THE REQUEST:
Copy out all of the material below, swapping "put a point on" for "place a marker on" and keeping everything else unchanged. Leave the pictures out.

___ DATA EXCERPTS

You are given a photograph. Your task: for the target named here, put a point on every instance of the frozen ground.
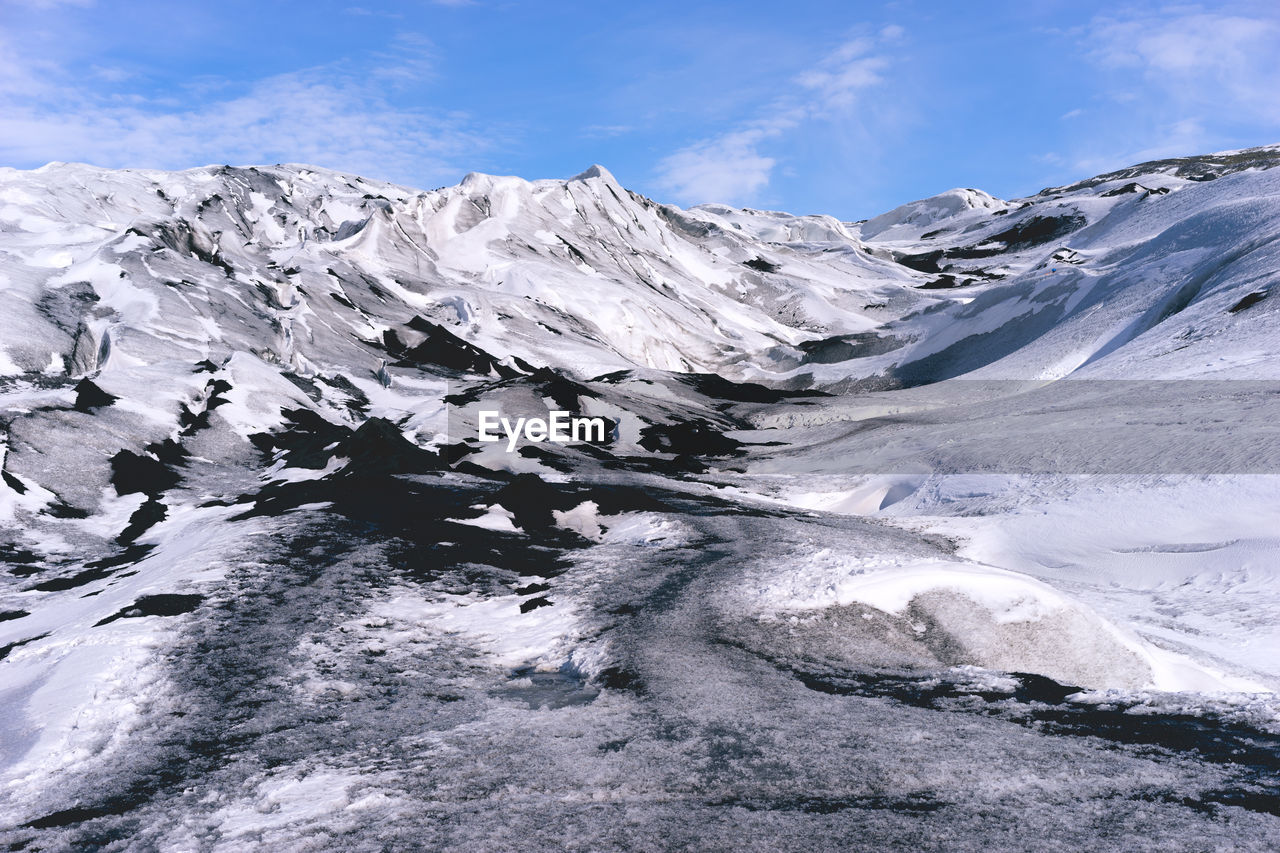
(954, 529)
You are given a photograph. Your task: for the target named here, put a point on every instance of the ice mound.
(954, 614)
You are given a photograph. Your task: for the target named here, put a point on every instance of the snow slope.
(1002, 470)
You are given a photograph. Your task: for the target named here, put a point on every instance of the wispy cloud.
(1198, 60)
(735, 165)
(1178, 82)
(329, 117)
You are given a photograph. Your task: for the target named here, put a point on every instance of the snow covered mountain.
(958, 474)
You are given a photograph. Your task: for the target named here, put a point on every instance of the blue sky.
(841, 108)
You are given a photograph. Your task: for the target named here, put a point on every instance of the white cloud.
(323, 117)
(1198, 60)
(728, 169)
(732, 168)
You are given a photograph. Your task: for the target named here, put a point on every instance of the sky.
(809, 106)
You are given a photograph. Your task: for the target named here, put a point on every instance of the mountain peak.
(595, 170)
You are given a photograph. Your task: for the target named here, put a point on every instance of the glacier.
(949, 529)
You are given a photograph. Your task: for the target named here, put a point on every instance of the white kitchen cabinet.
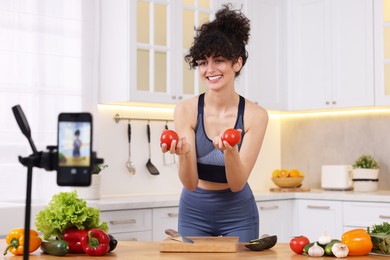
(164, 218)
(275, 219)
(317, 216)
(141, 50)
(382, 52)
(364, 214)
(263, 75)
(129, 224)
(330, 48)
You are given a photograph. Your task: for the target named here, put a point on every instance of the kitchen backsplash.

______

TASK SOLUTION:
You are given a photograph. Your task: for the target named here, place a marker on every instance of the frozen ground.
(954, 529)
You are given a photograph. Your task: for the target named here, place a marker on every instance of the ice mound.
(954, 614)
You are given a photograph. Your task: for the target named here, place a marker on every instance of the snow slope.
(1002, 470)
You are given a photograph. Your task: for the target named here, place a marker on every instance of the wispy cloud.
(1198, 60)
(735, 165)
(1178, 82)
(329, 117)
You are given a photograph. Your task: for the target named here, place a marker on every instance of the snow covered mountain.
(958, 474)
You are given a photograph. Your task: for the target named here, place a marker on every instance of the blue sky.
(841, 108)
You are given a photograph. Your task: for the target named here, place a marker on every instance of the white cloud.
(323, 117)
(1198, 60)
(728, 169)
(732, 168)
You are given a photograph. Your task: for the target named here, place a marker on every instance of the sky.
(809, 106)
You are given a photograph. Your task: for the target named here, place a marker on every instance of the mountain peak.
(595, 170)
You are given a photograph. Your task: for the target named here, place a marker on every instance of the glacier.
(949, 529)
You are given a photograph. Your task: for the target named here, place a marker on every instance of the white kitchen cabinet.
(164, 218)
(275, 219)
(317, 216)
(141, 50)
(382, 52)
(364, 214)
(263, 75)
(129, 224)
(330, 48)
You are given a photograph. Your task: for the target named here, place a marker on every instance of the kitchen backsplash.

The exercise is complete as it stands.